(Region outline entries)
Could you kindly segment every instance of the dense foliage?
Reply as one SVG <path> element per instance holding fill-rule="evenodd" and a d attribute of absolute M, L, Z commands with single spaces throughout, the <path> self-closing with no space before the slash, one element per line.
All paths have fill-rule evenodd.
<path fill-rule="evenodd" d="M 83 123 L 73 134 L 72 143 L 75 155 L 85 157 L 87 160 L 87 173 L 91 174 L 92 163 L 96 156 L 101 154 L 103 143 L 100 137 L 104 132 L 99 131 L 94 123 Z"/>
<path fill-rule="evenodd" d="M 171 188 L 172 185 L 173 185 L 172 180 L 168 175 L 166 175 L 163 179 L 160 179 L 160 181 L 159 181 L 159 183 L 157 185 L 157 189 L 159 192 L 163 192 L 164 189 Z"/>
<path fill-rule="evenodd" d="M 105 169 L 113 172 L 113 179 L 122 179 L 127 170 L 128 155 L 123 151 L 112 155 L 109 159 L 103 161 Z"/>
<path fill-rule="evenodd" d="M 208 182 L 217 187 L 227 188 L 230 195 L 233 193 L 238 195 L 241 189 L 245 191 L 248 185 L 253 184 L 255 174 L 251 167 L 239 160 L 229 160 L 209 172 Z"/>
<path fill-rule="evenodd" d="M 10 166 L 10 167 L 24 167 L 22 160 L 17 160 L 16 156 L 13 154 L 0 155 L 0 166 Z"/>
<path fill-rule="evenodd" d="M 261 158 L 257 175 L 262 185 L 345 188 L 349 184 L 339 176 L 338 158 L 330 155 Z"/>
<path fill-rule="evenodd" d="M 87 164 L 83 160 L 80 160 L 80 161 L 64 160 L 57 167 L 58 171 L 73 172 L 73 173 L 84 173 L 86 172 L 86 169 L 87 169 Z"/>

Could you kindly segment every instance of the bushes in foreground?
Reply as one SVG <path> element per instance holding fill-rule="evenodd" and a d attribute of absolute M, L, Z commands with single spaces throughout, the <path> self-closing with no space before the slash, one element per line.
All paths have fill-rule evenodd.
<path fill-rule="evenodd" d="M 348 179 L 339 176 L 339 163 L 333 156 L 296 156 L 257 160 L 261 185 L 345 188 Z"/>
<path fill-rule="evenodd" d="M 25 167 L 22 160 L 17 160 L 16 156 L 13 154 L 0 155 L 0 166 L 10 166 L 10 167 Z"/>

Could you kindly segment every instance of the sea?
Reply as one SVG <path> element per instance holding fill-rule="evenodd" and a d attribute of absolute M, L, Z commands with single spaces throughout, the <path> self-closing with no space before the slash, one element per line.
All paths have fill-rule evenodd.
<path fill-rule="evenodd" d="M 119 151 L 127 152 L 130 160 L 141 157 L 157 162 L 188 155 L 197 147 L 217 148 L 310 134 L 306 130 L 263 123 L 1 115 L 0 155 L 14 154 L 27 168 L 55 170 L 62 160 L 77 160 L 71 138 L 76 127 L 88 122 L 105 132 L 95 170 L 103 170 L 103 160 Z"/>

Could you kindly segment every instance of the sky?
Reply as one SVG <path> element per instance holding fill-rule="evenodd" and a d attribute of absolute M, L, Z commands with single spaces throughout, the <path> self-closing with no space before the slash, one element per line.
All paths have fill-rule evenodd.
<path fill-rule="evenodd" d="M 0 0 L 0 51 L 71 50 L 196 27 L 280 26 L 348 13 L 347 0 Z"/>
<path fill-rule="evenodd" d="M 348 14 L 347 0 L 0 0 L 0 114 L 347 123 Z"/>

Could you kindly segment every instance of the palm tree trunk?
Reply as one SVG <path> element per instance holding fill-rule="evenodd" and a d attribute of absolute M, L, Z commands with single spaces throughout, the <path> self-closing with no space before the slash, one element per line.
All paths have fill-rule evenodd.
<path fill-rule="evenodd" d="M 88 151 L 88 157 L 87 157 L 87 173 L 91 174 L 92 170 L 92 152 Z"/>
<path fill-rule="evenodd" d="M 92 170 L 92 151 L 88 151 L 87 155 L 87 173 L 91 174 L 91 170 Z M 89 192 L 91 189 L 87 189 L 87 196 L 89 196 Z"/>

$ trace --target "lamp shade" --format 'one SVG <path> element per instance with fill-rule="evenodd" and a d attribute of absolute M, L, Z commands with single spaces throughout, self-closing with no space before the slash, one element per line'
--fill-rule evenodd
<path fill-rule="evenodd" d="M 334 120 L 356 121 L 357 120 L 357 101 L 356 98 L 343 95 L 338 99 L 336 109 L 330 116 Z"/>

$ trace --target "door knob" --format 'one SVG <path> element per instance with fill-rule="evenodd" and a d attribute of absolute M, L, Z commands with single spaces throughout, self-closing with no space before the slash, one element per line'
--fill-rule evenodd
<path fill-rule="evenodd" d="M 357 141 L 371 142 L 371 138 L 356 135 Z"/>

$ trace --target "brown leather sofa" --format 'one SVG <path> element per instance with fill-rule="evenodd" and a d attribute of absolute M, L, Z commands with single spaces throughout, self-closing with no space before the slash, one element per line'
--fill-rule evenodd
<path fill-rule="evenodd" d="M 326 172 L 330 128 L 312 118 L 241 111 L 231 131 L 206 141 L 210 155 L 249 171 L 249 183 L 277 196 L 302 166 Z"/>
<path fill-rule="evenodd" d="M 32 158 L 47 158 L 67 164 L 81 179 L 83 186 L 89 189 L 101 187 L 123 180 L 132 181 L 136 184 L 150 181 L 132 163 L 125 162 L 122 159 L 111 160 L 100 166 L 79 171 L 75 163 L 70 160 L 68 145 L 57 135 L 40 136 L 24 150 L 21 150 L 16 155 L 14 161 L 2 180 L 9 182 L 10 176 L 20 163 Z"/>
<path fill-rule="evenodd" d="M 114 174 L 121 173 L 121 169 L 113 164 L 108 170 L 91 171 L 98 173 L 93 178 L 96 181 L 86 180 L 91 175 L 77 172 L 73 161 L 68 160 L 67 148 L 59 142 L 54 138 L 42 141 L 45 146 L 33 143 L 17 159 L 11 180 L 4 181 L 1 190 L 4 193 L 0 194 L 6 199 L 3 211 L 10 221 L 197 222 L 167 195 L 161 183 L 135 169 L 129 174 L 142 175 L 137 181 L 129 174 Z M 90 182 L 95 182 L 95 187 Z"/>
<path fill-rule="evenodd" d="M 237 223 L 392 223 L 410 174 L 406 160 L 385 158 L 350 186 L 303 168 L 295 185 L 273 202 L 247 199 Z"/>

(SET PROBLEM)
Repeat the whole listing exactly, keeping every line intact.

(FINISHED TASK)
Could you kindly segment every instance of the dense foliage?
Reply as one SVG <path> element per instance holding fill-rule="evenodd" and a d attribute of absolute M, L, Z commands with single spaces throughout, the <path> self-closing with no space before the slash, one element per line.
All paths have fill-rule evenodd.
<path fill-rule="evenodd" d="M 83 123 L 73 134 L 72 143 L 75 155 L 85 157 L 87 160 L 87 173 L 91 174 L 92 163 L 96 156 L 101 154 L 103 143 L 100 137 L 104 132 L 99 131 L 94 123 Z"/>
<path fill-rule="evenodd" d="M 171 188 L 172 185 L 173 185 L 172 180 L 168 175 L 166 175 L 163 179 L 160 179 L 160 181 L 159 181 L 159 183 L 157 185 L 157 189 L 159 192 L 163 192 L 164 189 Z"/>
<path fill-rule="evenodd" d="M 105 169 L 113 172 L 113 179 L 122 179 L 127 170 L 128 155 L 123 151 L 112 155 L 109 159 L 103 161 Z"/>
<path fill-rule="evenodd" d="M 208 182 L 217 187 L 227 188 L 230 195 L 233 193 L 238 195 L 241 189 L 245 191 L 248 185 L 253 184 L 255 174 L 251 167 L 239 160 L 229 160 L 209 172 Z"/>
<path fill-rule="evenodd" d="M 10 166 L 10 167 L 24 167 L 22 160 L 17 160 L 16 156 L 13 154 L 0 155 L 0 166 Z"/>
<path fill-rule="evenodd" d="M 261 158 L 257 175 L 262 185 L 345 188 L 349 184 L 339 176 L 338 158 L 330 155 Z"/>
<path fill-rule="evenodd" d="M 87 164 L 83 160 L 80 160 L 80 161 L 64 160 L 57 167 L 58 171 L 73 172 L 73 173 L 84 173 L 86 172 L 86 169 L 87 169 Z"/>

Could you kindly segment every instance of the bushes in foreground?
Reply as one SVG <path> element per instance holding fill-rule="evenodd" and a d attribute of absolute M, L, Z commands with single spaces throughout, the <path> self-closing with no space before the slash, one element per line.
All paths have fill-rule evenodd.
<path fill-rule="evenodd" d="M 348 179 L 339 176 L 339 163 L 333 156 L 296 156 L 257 160 L 261 185 L 345 188 Z"/>
<path fill-rule="evenodd" d="M 25 167 L 22 160 L 17 160 L 16 156 L 13 154 L 0 155 L 0 166 L 10 166 L 10 167 Z"/>

Could you kindly segment every instance of the sea?
Reply as one SVG <path> element per instance holding fill-rule="evenodd" and a d attribute of absolute M, L, Z commands with single spaces throughout, the <path> self-closing with no space before the slash, one element per line.
All paths have fill-rule evenodd.
<path fill-rule="evenodd" d="M 119 151 L 127 152 L 130 160 L 141 157 L 157 162 L 188 155 L 197 147 L 217 148 L 310 134 L 306 130 L 263 123 L 1 115 L 0 155 L 14 154 L 27 168 L 55 170 L 62 160 L 77 160 L 71 138 L 76 127 L 88 122 L 105 132 L 95 170 L 103 170 L 103 160 Z"/>

Could you kindly segment every instance of the sky?
Reply as one SVG <path> element per instance holding fill-rule="evenodd" and a d attribute of absolute M, L, Z commands with single spaces throughout, the <path> self-closing with no space before the slash, one element per line.
All paths have fill-rule evenodd.
<path fill-rule="evenodd" d="M 0 0 L 0 51 L 71 50 L 196 27 L 280 26 L 348 13 L 347 0 Z"/>
<path fill-rule="evenodd" d="M 348 14 L 347 0 L 0 0 L 0 114 L 347 123 Z"/>

Could you kindly segment every instance of the palm tree trunk?
Reply as one SVG <path> element per instance holding fill-rule="evenodd" and a d attribute of absolute M, L, Z commands with single spaces throughout, the <path> self-closing with no space before the slash, one element per line.
All paths have fill-rule evenodd.
<path fill-rule="evenodd" d="M 88 151 L 88 157 L 87 157 L 87 173 L 91 174 L 92 170 L 92 152 Z"/>
<path fill-rule="evenodd" d="M 92 170 L 92 151 L 88 151 L 87 155 L 87 173 L 91 174 L 91 170 Z M 89 192 L 91 189 L 87 189 L 87 196 L 89 196 Z"/>

$ trace --target "lamp shade" --format 'one SVG <path> element per instance with fill-rule="evenodd" and a d attribute of absolute M, L, Z commands with single spaces throughout, self-closing with no space before the slash, one element per line'
--fill-rule evenodd
<path fill-rule="evenodd" d="M 334 120 L 356 121 L 357 120 L 357 101 L 356 98 L 343 95 L 338 99 L 336 109 L 330 116 Z"/>

$ trace --target "door knob" --format 'one SVG <path> element per instance with fill-rule="evenodd" and a d attribute of absolute M, L, Z commands with single spaces throughout, self-closing with no space before the slash, one element per line'
--fill-rule evenodd
<path fill-rule="evenodd" d="M 357 141 L 371 142 L 371 138 L 356 135 Z"/>

$ trace --target "brown leather sofa" --format 'one SVG <path> element per instance with fill-rule="evenodd" and a d attribute of absolute M, L, Z commands with single spaces throughout, self-closing with no space before the slash, one element per line'
--fill-rule evenodd
<path fill-rule="evenodd" d="M 326 172 L 330 128 L 312 118 L 241 111 L 231 131 L 206 141 L 210 155 L 249 171 L 249 183 L 277 196 L 302 166 Z"/>
<path fill-rule="evenodd" d="M 32 158 L 47 158 L 67 164 L 81 179 L 83 186 L 89 189 L 101 187 L 123 180 L 132 181 L 136 184 L 150 181 L 132 163 L 125 162 L 122 159 L 111 160 L 100 166 L 79 171 L 75 163 L 70 160 L 68 145 L 57 135 L 40 136 L 24 150 L 21 150 L 16 155 L 14 161 L 2 180 L 9 182 L 10 176 L 20 163 Z"/>
<path fill-rule="evenodd" d="M 114 174 L 121 173 L 121 169 L 113 164 L 108 170 L 91 171 L 98 173 L 93 178 L 96 181 L 86 180 L 91 175 L 77 172 L 73 161 L 68 160 L 67 148 L 59 142 L 54 138 L 42 141 L 45 146 L 33 143 L 17 159 L 11 180 L 4 181 L 1 190 L 4 193 L 0 194 L 6 199 L 3 211 L 10 221 L 197 222 L 167 195 L 161 183 L 135 169 L 129 174 L 142 175 L 137 181 L 129 174 Z M 90 182 L 95 182 L 95 187 Z"/>
<path fill-rule="evenodd" d="M 237 223 L 392 223 L 410 174 L 406 160 L 385 158 L 350 186 L 303 168 L 295 185 L 273 202 L 247 199 Z"/>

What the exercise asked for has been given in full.